RECORDS FOR PROCESSING
━━━━━━━━━━━━━━━━━━━━

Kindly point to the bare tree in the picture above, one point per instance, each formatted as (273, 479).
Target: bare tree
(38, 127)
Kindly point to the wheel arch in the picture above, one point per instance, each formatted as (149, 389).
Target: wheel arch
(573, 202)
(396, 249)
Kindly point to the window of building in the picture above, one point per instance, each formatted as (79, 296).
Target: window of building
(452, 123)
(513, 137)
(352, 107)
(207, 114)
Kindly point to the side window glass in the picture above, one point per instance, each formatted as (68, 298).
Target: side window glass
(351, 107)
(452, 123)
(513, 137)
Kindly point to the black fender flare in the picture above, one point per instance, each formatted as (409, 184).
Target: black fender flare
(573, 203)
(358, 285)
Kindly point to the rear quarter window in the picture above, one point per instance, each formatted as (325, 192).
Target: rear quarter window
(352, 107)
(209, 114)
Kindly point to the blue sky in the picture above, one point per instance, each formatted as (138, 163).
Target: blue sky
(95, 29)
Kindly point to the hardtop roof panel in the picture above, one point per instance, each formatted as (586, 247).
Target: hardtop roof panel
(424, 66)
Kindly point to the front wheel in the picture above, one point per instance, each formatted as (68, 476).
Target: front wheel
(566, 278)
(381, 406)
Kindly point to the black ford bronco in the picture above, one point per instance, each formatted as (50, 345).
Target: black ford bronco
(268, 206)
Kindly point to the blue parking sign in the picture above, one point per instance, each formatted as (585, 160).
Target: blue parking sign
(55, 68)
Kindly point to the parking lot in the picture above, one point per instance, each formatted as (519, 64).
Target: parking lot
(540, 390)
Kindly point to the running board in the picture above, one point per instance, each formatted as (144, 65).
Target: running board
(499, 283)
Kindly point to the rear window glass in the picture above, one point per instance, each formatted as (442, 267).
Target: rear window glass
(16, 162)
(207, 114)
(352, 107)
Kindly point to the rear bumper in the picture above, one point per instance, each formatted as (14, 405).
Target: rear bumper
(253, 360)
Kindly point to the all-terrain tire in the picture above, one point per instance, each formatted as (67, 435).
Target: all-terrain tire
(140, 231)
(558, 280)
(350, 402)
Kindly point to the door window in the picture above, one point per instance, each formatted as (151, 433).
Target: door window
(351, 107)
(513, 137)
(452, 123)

━━━━━━━━━━━━━━━━━━━━

THE PROBLEM
Rewrite the rows from the line with "Kindly point to the rear bumper" up to and including the last row, requests included. Shift every answer coordinate by adding 80 to it, and leave the requests and their format samples unchanged.

EXERCISE SOLUTION
Kindly point to the rear bumper in the picture above, one point per instance, each formatted as (14, 405).
Target: rear bumper
(333, 440)
Kindly point to the all-terrain tire in the picture above, one point per instance, each formatted as (67, 435).
Target: all-terrain tire
(220, 311)
(638, 360)
(430, 482)
Kindly point to the door window in the picture above, one point per instance, each formatted as (151, 433).
Target: door window
(431, 187)
(593, 217)
(532, 203)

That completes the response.